That is the better way of recovering these LP vapor streams - saves on overall compression power.

 
@georgeverghese
Can you explain more? By compression power you mean fuel gas or electricity consumption to run engine & motors?

The problem with having multiple compressors is the additional rental cost for operators that don't own compressors.
 
Atm tank vapors will not enter the VRU when its inlet pressure is > 0 psig.
When heater pressure is <50, your BPvalve is closed. VRU takes from tanks. Tanks at vacuum?
When heater pressure is >50, your BPvalve is some % open and, if tank outlet check valve fails, tanks are overpressured.

Apparently your atm tanks experience whatever heater pressure is at all times through oil line and become Overpressured. How do you keep heater pressure off your atm tanks? Missing a downstream pressure control valve in the oil line.

When VRU pressure is >4oz, VRU Inlet Pressure valve is closed. Tanks receive full heater pressure through oil line, or broken check valve. You should never assume check valves always maintain seal against reverse flow.

Tank relief valves are not to be used to as process valves.

--Einstein gave the same test to students every year. When asked why he would do something like that, "Because the answers had changed."
 
By compressing the additional volume of HT offgas at stage 1, this LP VRU compressor will have a larger duty.

## TASKS AND EXERCISES
[a] List every valve the vapor recovery discussion names.
[b] Answer these questions from the vapor recovery discussion:
(i) Above what inlet pressure will atmospheric tank vapors not enter the VRU?
(ii) What extra cost do multiple compressors bring for operators that don't own compressors?
(iii) Above what VRU pressure is the VRU Inlet Pressure valve closed?

Pointing dataset records:
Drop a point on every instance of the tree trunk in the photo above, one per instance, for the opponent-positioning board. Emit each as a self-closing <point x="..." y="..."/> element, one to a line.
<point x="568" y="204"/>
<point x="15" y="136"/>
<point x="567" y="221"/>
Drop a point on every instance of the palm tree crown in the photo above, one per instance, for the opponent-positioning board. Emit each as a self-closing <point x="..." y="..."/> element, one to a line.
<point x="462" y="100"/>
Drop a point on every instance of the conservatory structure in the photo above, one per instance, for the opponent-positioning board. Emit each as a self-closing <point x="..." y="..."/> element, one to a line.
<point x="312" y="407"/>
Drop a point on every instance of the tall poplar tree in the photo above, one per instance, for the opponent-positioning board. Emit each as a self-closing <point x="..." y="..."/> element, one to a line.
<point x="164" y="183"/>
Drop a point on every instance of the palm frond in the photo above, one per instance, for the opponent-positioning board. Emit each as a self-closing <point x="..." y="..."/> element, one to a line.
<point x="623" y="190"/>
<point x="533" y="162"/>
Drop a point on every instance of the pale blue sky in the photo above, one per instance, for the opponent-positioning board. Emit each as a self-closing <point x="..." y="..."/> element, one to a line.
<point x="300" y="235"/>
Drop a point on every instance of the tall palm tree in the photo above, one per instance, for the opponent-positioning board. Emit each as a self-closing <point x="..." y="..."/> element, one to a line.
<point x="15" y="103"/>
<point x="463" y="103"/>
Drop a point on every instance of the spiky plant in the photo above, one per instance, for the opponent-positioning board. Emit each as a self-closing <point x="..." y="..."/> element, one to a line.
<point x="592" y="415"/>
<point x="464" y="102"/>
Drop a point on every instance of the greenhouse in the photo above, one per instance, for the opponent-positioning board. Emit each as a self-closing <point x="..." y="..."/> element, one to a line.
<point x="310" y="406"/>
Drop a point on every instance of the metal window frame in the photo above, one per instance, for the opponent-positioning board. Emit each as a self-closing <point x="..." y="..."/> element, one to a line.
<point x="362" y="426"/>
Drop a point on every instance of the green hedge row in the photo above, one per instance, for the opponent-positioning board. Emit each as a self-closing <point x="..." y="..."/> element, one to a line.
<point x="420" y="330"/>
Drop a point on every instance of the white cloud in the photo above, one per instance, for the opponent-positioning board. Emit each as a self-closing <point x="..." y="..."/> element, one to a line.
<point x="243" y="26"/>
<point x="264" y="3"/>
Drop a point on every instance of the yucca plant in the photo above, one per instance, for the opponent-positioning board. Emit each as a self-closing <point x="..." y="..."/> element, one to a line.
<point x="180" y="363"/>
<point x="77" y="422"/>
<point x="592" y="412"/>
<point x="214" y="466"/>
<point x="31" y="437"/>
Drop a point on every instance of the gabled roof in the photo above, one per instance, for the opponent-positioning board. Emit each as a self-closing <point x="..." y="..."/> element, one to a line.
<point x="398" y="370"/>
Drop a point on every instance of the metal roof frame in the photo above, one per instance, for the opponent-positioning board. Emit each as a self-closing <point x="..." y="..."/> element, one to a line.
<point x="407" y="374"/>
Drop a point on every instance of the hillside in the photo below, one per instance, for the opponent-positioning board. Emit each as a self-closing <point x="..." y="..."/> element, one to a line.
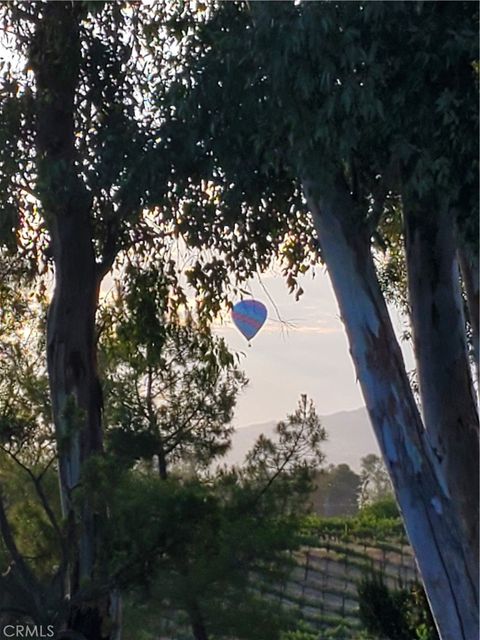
<point x="350" y="437"/>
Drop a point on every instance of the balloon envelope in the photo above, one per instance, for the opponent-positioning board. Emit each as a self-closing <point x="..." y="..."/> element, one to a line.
<point x="249" y="317"/>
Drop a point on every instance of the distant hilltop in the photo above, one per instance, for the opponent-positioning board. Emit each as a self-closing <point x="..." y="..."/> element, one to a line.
<point x="350" y="437"/>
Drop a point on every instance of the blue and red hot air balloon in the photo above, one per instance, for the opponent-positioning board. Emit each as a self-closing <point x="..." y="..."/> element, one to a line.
<point x="249" y="317"/>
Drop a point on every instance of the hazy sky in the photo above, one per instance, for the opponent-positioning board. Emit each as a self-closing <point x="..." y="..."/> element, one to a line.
<point x="310" y="355"/>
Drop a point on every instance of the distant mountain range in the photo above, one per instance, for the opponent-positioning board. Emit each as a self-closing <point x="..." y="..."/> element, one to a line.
<point x="350" y="437"/>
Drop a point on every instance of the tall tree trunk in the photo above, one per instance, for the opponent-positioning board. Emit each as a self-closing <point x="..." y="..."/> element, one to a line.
<point x="429" y="515"/>
<point x="446" y="389"/>
<point x="71" y="351"/>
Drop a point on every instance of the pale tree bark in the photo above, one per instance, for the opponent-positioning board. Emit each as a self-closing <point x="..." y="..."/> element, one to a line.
<point x="71" y="351"/>
<point x="470" y="269"/>
<point x="429" y="515"/>
<point x="447" y="395"/>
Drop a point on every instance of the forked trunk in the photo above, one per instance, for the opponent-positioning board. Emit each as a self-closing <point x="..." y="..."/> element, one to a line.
<point x="446" y="388"/>
<point x="428" y="511"/>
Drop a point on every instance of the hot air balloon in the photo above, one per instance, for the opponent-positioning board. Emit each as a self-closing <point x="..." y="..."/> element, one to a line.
<point x="249" y="317"/>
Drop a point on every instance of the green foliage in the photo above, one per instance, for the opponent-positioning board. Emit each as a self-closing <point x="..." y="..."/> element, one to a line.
<point x="383" y="509"/>
<point x="191" y="545"/>
<point x="396" y="615"/>
<point x="377" y="521"/>
<point x="376" y="484"/>
<point x="170" y="384"/>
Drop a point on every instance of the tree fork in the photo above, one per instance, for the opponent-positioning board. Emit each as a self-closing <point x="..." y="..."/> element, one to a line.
<point x="427" y="509"/>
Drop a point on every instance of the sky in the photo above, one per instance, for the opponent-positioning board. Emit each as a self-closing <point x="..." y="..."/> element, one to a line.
<point x="305" y="351"/>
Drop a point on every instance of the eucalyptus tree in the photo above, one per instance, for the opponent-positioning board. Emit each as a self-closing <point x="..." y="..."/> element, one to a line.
<point x="78" y="167"/>
<point x="170" y="385"/>
<point x="326" y="121"/>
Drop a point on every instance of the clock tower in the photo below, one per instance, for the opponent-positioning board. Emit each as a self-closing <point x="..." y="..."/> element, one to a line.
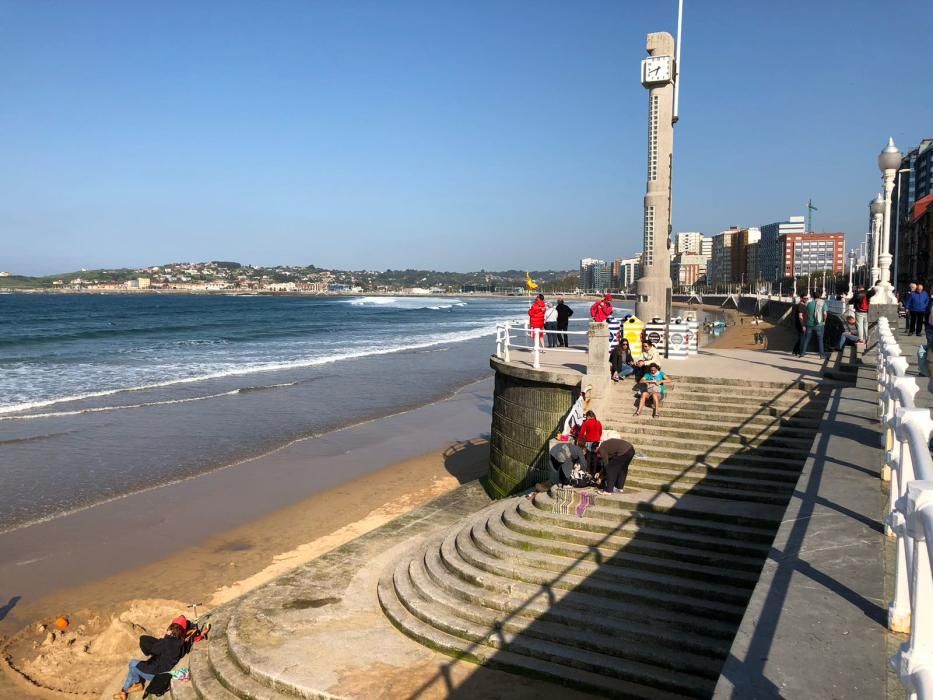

## ANSWERS FOR THE EXERCISE
[a]
BPvalve
tank outlet check valve
downstream pressure control valve in the oil line
VRU Inlet Pressure valve
tank relief valves

[b]
(i) 0 psig
(ii) Additional rental cost
(iii) 4oz